(Dataset entries)
____
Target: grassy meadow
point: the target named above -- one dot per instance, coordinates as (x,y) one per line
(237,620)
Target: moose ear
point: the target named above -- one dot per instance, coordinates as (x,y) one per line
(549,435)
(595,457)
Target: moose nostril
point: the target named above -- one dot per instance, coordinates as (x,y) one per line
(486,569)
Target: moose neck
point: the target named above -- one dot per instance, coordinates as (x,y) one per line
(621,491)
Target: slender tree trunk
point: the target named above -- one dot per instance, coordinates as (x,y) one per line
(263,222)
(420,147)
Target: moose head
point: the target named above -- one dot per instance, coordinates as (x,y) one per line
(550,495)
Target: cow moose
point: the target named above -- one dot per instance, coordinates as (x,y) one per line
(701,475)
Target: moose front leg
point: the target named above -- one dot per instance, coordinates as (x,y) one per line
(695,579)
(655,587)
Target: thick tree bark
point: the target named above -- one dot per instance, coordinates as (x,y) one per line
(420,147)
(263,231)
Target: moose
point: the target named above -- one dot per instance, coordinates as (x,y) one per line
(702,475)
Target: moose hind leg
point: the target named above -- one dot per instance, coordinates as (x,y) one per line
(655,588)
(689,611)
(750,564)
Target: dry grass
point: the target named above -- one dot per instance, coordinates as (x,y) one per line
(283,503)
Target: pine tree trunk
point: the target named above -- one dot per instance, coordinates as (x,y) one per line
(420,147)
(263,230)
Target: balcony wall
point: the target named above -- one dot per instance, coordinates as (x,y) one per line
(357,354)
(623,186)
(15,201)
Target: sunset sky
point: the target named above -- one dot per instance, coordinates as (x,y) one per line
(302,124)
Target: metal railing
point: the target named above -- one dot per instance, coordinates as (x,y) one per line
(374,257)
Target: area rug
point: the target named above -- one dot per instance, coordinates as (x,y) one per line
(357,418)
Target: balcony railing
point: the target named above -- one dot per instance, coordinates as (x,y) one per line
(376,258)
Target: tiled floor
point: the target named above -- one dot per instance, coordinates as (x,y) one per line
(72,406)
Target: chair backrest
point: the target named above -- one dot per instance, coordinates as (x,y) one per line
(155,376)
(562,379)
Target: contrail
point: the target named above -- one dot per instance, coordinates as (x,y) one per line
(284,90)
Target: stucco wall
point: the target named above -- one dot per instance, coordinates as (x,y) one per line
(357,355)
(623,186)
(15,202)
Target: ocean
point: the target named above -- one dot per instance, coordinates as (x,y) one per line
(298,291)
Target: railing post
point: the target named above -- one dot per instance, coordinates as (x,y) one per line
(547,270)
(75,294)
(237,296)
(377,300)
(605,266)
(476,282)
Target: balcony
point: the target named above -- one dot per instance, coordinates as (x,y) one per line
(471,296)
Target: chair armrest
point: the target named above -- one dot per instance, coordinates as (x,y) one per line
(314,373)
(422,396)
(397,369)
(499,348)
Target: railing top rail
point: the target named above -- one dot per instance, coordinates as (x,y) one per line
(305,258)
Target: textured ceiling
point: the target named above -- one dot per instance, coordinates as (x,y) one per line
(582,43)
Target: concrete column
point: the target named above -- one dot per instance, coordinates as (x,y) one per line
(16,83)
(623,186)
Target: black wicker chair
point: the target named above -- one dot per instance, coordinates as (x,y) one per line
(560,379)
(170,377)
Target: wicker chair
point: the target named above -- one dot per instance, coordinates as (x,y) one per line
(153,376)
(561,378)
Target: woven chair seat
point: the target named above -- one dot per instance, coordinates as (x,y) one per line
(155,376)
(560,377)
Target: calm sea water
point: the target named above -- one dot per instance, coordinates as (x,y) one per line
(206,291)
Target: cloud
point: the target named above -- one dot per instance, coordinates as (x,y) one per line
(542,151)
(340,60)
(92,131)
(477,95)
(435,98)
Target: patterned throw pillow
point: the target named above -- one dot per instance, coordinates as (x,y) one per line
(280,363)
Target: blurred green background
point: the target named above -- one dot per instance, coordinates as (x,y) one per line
____
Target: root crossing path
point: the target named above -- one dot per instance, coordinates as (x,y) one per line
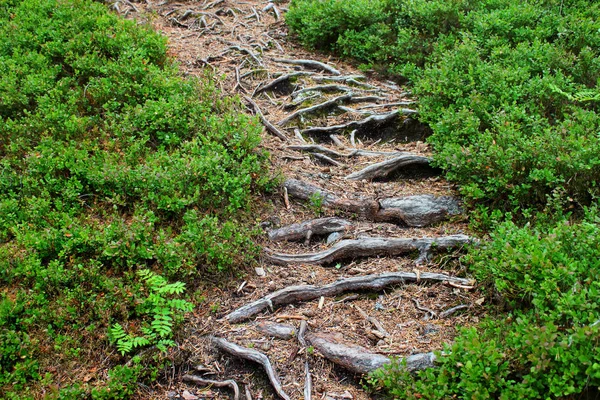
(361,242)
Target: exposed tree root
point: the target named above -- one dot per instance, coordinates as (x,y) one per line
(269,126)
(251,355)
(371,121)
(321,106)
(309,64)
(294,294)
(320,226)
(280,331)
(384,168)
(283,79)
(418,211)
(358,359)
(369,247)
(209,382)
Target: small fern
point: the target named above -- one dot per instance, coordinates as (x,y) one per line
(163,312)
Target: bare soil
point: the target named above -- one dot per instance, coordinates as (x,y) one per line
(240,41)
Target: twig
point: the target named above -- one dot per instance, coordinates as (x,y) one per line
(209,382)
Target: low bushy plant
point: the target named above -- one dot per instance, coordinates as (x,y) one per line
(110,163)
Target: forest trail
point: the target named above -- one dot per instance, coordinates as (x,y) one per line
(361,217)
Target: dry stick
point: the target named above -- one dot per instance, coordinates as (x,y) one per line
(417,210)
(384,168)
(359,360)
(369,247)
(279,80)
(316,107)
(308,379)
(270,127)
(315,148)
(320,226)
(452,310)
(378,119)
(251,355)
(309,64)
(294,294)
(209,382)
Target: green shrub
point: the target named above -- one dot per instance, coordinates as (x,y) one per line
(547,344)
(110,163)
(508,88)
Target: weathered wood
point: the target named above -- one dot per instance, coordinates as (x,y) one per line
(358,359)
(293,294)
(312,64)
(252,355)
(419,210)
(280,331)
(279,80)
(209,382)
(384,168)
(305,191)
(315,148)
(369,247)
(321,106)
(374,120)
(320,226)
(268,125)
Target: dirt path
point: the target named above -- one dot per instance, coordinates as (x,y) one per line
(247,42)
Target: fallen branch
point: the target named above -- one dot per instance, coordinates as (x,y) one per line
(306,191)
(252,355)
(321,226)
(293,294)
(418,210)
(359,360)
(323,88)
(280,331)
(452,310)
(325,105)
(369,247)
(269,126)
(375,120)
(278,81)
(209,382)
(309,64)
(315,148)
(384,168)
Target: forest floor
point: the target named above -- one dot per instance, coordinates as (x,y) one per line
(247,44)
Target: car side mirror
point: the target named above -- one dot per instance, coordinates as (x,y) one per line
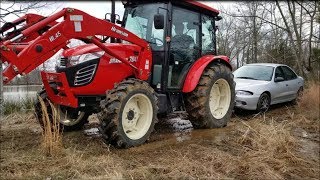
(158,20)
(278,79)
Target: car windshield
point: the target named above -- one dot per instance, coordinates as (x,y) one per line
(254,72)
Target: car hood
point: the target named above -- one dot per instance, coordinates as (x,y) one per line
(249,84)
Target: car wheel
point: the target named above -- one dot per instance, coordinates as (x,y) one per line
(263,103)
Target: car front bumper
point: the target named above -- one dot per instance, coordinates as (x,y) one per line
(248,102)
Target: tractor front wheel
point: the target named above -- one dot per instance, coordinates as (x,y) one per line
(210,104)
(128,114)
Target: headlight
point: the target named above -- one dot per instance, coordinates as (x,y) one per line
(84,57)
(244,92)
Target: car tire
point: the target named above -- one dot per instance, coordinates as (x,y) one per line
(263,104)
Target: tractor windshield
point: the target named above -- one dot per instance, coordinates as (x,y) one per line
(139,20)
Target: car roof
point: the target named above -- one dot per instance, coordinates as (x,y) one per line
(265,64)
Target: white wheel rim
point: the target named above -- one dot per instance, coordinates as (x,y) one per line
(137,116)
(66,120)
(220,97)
____
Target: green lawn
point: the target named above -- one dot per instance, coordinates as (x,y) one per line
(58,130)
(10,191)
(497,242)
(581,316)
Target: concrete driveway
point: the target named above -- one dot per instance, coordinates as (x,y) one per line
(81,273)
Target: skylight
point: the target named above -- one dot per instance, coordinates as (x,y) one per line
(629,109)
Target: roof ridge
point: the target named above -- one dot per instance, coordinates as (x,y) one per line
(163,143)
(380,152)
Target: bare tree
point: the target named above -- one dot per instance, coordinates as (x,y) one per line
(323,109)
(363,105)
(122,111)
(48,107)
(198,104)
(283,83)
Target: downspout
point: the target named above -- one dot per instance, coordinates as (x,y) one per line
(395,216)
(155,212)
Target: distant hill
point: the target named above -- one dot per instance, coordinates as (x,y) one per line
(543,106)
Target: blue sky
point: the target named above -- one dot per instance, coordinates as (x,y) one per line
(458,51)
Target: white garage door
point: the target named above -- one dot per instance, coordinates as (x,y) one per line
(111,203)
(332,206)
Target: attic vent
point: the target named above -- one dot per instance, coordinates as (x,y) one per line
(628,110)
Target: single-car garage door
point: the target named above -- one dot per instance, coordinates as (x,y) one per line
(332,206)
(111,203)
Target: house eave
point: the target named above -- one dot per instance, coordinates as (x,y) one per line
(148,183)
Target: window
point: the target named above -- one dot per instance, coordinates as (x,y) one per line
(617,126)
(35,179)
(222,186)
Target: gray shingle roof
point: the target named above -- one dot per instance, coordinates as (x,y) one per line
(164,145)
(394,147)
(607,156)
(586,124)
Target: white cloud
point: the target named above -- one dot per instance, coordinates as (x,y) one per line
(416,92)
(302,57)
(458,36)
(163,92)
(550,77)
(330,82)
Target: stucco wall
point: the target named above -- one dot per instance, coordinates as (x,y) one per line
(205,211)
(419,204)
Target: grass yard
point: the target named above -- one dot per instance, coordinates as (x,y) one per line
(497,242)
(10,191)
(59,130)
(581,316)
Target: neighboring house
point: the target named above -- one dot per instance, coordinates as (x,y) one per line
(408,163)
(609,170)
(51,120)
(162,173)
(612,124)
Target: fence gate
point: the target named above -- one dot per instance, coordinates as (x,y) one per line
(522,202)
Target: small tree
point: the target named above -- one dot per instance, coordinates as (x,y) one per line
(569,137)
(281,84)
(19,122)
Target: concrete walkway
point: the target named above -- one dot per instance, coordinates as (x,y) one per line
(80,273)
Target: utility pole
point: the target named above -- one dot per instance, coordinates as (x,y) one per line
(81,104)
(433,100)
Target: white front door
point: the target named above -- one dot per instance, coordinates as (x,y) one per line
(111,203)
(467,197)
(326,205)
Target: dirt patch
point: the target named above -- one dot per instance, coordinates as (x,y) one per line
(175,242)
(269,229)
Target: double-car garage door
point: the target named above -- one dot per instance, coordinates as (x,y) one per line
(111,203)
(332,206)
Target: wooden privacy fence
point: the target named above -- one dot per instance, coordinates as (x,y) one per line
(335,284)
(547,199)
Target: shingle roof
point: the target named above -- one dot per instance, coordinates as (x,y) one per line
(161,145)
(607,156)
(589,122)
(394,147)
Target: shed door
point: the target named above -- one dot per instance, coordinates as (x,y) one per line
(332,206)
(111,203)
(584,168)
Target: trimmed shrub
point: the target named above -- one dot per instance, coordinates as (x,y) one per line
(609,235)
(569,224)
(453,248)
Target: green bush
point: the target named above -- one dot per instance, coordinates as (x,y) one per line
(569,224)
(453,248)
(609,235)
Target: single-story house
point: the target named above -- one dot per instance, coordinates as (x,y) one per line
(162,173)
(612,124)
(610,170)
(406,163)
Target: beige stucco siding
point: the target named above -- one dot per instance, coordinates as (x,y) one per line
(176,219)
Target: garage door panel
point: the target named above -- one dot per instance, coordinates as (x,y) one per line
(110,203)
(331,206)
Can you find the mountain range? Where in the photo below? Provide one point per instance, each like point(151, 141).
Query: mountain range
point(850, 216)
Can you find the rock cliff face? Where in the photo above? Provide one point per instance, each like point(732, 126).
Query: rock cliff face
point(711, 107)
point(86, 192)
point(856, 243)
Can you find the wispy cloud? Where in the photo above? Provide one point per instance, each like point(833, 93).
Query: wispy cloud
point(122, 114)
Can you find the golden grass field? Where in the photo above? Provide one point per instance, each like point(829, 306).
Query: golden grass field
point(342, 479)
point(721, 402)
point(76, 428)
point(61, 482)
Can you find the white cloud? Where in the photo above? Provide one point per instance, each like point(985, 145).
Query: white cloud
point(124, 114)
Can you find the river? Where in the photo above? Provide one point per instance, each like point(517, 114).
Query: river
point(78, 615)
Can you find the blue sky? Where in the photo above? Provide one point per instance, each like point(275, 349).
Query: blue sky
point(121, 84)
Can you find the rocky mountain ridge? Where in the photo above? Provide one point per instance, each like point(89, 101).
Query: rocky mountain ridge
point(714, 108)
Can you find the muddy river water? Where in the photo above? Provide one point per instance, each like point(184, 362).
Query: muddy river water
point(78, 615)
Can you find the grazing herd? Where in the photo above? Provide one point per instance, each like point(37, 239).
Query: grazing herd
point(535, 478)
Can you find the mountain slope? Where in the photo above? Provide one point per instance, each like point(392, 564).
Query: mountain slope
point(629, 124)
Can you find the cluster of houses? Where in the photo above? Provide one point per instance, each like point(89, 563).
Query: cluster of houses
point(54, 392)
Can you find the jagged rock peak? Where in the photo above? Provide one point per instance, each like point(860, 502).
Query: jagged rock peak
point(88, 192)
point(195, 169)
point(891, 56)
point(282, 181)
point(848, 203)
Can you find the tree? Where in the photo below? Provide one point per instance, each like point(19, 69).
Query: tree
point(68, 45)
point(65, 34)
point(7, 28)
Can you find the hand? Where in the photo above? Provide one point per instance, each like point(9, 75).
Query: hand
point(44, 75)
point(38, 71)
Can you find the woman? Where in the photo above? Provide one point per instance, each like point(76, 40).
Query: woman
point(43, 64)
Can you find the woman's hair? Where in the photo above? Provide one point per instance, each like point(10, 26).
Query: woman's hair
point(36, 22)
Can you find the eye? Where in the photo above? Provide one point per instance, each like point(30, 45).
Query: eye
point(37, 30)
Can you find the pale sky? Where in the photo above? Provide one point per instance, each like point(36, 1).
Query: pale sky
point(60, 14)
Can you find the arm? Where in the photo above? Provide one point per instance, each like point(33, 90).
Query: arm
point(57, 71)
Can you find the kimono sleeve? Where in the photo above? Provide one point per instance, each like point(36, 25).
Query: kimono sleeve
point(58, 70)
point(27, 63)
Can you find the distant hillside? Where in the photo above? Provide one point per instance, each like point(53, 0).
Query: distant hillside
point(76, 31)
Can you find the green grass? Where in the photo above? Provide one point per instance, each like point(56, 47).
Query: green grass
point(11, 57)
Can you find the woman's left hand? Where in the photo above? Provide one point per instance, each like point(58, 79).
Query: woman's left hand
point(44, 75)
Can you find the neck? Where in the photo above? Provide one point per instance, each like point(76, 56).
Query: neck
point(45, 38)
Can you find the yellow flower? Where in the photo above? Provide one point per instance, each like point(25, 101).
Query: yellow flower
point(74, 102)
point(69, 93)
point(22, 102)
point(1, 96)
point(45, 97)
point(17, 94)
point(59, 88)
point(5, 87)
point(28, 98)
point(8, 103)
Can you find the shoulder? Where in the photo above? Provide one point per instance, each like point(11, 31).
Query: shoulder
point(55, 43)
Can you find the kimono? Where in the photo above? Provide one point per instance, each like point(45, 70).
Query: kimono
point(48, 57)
____
■ **Instructions to follow**
Set down, exactly as they stand above, the lines starting with the line with "Target: pine tree trunk" and going on through the line with "Target: metal railing", and no others.

■ **Your solution**
Target: pine tree trunk
point: the target named above -- one dot per instance, coordinates as (x,y) one per line
(420,147)
(263,230)
Target: balcony wall
point: the target named above -- one dot per instance, coordinates as (x,y) one per line
(357,354)
(623,186)
(15,201)
Target: sunset sky
point: the target named above -- one dot per instance, coordinates as (x,y) one per line
(302,124)
Target: metal railing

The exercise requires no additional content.